• [WHAT THE TASK ASKS]: Render every line below as a Markdown table with the columns Row and Line, numbering the rows and skipping any blank lines. Leave the pictures out.

• [DATA LINES]:
>> start

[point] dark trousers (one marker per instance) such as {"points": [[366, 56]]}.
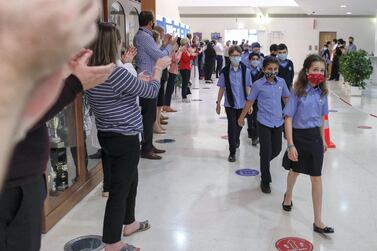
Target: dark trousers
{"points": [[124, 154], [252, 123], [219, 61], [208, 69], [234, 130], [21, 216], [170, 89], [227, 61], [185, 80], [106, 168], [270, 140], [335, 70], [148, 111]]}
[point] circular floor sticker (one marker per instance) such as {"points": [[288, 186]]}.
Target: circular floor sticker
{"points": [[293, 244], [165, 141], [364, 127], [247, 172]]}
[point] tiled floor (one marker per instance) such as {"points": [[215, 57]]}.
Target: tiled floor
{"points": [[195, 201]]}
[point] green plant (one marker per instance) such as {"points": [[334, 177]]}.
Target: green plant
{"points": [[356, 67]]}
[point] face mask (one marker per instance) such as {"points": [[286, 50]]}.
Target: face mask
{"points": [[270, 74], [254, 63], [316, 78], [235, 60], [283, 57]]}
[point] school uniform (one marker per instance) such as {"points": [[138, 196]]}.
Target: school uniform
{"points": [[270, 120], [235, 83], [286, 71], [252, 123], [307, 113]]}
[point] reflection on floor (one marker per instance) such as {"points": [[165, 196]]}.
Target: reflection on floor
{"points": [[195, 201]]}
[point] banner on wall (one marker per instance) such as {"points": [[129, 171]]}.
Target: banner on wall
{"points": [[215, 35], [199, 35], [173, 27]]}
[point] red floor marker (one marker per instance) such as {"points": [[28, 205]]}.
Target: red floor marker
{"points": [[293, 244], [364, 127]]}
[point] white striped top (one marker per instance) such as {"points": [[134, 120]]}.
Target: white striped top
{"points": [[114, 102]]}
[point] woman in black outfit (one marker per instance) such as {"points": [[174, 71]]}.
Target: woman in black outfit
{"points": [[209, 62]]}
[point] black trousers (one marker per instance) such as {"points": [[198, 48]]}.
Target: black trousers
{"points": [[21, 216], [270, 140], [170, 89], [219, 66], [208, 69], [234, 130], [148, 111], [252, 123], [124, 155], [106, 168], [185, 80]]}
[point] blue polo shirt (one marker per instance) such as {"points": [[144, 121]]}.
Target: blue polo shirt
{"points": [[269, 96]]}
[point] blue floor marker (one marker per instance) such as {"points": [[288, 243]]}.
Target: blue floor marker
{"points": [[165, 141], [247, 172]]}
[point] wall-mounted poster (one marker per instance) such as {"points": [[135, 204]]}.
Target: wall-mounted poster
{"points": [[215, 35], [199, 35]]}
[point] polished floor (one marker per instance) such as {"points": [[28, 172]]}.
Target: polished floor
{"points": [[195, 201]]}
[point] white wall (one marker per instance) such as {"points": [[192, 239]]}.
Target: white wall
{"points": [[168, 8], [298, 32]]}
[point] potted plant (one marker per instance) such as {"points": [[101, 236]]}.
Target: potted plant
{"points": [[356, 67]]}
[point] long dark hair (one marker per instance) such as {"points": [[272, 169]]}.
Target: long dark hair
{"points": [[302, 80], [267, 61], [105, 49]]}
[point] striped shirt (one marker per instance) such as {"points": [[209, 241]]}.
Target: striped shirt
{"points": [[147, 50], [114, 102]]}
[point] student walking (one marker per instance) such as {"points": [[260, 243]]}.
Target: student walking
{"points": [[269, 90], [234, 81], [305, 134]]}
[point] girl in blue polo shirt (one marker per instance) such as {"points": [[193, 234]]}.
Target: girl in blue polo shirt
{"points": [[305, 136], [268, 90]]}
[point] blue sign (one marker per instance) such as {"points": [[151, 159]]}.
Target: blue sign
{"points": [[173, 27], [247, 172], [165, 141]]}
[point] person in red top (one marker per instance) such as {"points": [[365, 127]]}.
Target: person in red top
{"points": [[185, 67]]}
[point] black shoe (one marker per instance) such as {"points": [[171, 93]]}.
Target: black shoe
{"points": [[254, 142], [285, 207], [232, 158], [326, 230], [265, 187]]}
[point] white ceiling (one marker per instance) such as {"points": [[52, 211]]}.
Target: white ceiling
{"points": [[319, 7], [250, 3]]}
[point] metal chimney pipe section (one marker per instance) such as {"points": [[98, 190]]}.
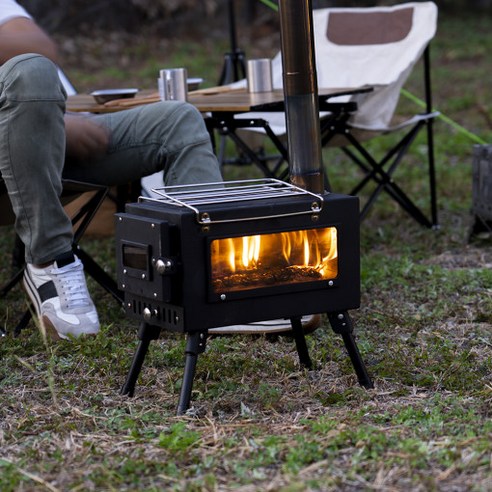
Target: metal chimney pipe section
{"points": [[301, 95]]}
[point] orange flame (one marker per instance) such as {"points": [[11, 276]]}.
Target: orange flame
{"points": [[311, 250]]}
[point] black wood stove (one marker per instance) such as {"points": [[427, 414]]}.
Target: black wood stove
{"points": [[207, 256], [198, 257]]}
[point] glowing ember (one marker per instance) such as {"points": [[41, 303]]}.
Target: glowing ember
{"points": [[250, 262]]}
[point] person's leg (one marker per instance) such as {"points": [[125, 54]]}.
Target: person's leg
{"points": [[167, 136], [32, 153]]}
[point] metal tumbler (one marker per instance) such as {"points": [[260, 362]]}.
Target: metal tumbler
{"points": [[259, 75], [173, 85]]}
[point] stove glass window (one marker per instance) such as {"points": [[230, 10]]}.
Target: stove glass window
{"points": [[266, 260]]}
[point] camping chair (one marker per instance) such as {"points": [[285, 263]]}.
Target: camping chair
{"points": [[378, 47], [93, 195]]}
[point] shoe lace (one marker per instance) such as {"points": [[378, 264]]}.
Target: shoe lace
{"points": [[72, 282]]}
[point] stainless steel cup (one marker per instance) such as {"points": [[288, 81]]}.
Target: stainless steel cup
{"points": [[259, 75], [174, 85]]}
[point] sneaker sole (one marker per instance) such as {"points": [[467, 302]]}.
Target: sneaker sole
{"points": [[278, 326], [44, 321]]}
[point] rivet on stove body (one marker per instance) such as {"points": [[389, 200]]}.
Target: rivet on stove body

>> end

• [FINISHED ANSWER]:
| Row | Line |
|---|---|
| 1 | [point] dark trousers (one marker per instance) such as {"points": [[366, 56]]}. |
| 2 | Target: dark trousers |
| 3 | {"points": [[124, 154], [252, 123], [219, 61], [208, 69], [234, 130], [21, 216], [170, 89], [227, 61], [185, 80], [106, 168], [270, 140], [335, 70], [148, 111]]} |
| 4 | [point] circular floor sticker (one marker per instance) such as {"points": [[288, 186]]}. |
| 5 | Target: circular floor sticker |
| 6 | {"points": [[293, 244], [165, 141], [364, 127], [247, 172]]} |
| 7 | [point] tiled floor (one marker per instance) such as {"points": [[215, 57]]}. |
| 8 | Target: tiled floor |
| 9 | {"points": [[195, 201]]} |
| 10 | [point] green plant (one marker per instance) such as {"points": [[334, 177]]}. |
| 11 | Target: green plant |
| 12 | {"points": [[356, 67]]} |
| 13 | [point] face mask (one marker per instance) such as {"points": [[286, 50]]}. |
| 14 | Target: face mask |
| 15 | {"points": [[270, 74], [254, 63], [316, 78], [235, 60], [283, 57]]} |
| 16 | [point] school uniform (one marker per instance) such as {"points": [[138, 196]]}. |
| 17 | Target: school uniform |
| 18 | {"points": [[270, 120], [235, 83], [286, 71], [252, 123], [307, 113]]} |
| 19 | [point] reflection on floor (one marker per instance) such as {"points": [[165, 196]]}. |
| 20 | Target: reflection on floor |
| 21 | {"points": [[195, 201]]} |
| 22 | [point] banner on wall (one marker per instance) such as {"points": [[129, 171]]}. |
| 23 | Target: banner on wall |
| 24 | {"points": [[215, 35], [199, 35], [173, 27]]} |
| 25 | [point] red floor marker (one marker per instance) such as {"points": [[28, 205]]}. |
| 26 | Target: red floor marker |
| 27 | {"points": [[293, 244], [364, 127]]} |
| 28 | [point] white striped top (one marker per instance) such as {"points": [[134, 120]]}. |
| 29 | Target: white striped top |
| 30 | {"points": [[114, 102]]} |
| 31 | [point] woman in black outfit (one marker per instance) such as {"points": [[174, 71]]}. |
| 32 | Target: woman in black outfit |
| 33 | {"points": [[209, 62]]} |
| 34 | [point] black trousers (one marker per instance) such as {"points": [[198, 48]]}. |
| 35 | Target: black trousers |
| 36 | {"points": [[21, 216], [270, 140], [170, 89], [219, 66], [208, 69], [234, 130], [148, 111], [252, 123], [124, 155], [106, 168], [185, 80]]} |
| 37 | [point] blue polo shirt (one marker per instance) such as {"points": [[144, 121]]}. |
| 38 | Target: blue polo shirt |
| 39 | {"points": [[269, 96]]} |
| 40 | [point] blue floor marker (one marker per instance) such as {"points": [[288, 243]]}. |
| 41 | Target: blue floor marker |
| 42 | {"points": [[165, 141], [247, 172]]} |
| 43 | [point] wall-mounted poster (one marker per instance) such as {"points": [[135, 204]]}. |
| 44 | Target: wall-mounted poster |
| 45 | {"points": [[215, 35], [199, 35]]} |
| 46 | [point] polished floor (one marker per instance) such as {"points": [[28, 172]]}. |
| 47 | Target: polished floor |
| 48 | {"points": [[195, 201]]} |
| 49 | [point] white wall (one marker per instance) such as {"points": [[192, 239]]}. |
| 50 | Target: white wall |
| 51 | {"points": [[168, 8], [298, 32]]} |
| 52 | [point] potted plant (one marker per instance) such as {"points": [[101, 236]]}. |
| 53 | Target: potted plant |
| 54 | {"points": [[356, 67]]} |
| 55 | [point] long dark hair (one marker per instance) such as {"points": [[272, 169]]}. |
| 56 | Target: long dark hair |
| 57 | {"points": [[302, 80], [267, 61], [105, 49]]} |
| 58 | [point] striped shirt (one marker per instance) such as {"points": [[209, 241]]}. |
| 59 | Target: striped shirt |
| 60 | {"points": [[147, 50], [114, 102]]} |
| 61 | [point] student walking (one marker per instance) such as {"points": [[260, 243]]}. |
| 62 | Target: student walking |
| 63 | {"points": [[269, 90], [234, 81], [305, 134]]} |
| 64 | [point] girl in blue polo shirt (one marker per instance) such as {"points": [[193, 234]]}. |
| 65 | Target: girl in blue polo shirt |
| 66 | {"points": [[305, 136], [268, 90]]} |
| 67 | [point] blue sign (one marker per instance) such as {"points": [[151, 159]]}. |
| 68 | Target: blue sign |
| 69 | {"points": [[173, 27], [247, 172], [165, 141]]} |
| 70 | [point] person in red top (one marker per instance) such as {"points": [[365, 127]]}. |
| 71 | Target: person in red top |
| 72 | {"points": [[185, 67]]} |
| 73 | [point] black shoe (one marker per instance) such as {"points": [[171, 93]]}. |
| 74 | Target: black shoe |
| 75 | {"points": [[254, 142], [285, 207], [232, 158], [326, 230], [265, 187]]} |
| 76 | [point] white ceiling (one marker per instance) such as {"points": [[52, 211]]}. |
| 77 | Target: white ceiling |
| 78 | {"points": [[319, 7], [250, 3]]} |
| 79 | [point] metal chimney pipe section (one marker per instance) such as {"points": [[98, 190]]}. |
| 80 | Target: metal chimney pipe section |
| 81 | {"points": [[301, 95]]} |
| 82 | [point] orange flame (one marker per instance) such as {"points": [[11, 276]]}. |
| 83 | Target: orange flame |
| 84 | {"points": [[311, 250]]} |
| 85 | [point] black wood stove (one marker per instance) such as {"points": [[427, 414]]}. |
| 86 | Target: black wood stove |
| 87 | {"points": [[207, 256], [198, 257]]} |
| 88 | [point] glowing ember (one marker per instance) such as {"points": [[41, 303]]}. |
| 89 | Target: glowing ember |
| 90 | {"points": [[250, 262]]} |
| 91 | [point] person's leg (one marker per instance) such as {"points": [[125, 54]]}. |
| 92 | Target: person's leg |
| 93 | {"points": [[167, 136], [32, 153]]} |
| 94 | [point] metal tumbler (one marker per instance) such as {"points": [[260, 362]]}. |
| 95 | Target: metal tumbler |
| 96 | {"points": [[259, 75], [173, 85]]} |
| 97 | [point] stove glass window (one marker per instance) such as {"points": [[230, 10]]}. |
| 98 | Target: stove glass window |
| 99 | {"points": [[266, 260]]} |
| 100 | [point] camping chair (one marker per instance) such as {"points": [[285, 263]]}. |
| 101 | Target: camping chair |
| 102 | {"points": [[378, 47], [93, 195]]} |
| 103 | [point] shoe lace (one marker per instance) such as {"points": [[378, 264]]}. |
| 104 | Target: shoe lace |
| 105 | {"points": [[72, 282]]} |
| 106 | [point] stainless steel cup (one marker per instance) such as {"points": [[288, 81]]}. |
| 107 | Target: stainless steel cup |
| 108 | {"points": [[259, 75], [174, 85]]} |
| 109 | [point] sneaker sole (one marker per instance) such as {"points": [[467, 302]]}. |
| 110 | Target: sneaker sole |
| 111 | {"points": [[278, 326], [44, 321]]} |
| 112 | [point] rivet on stove body (one marker per instance) such as {"points": [[389, 200]]}. |
| 113 | Target: rivet on stove body |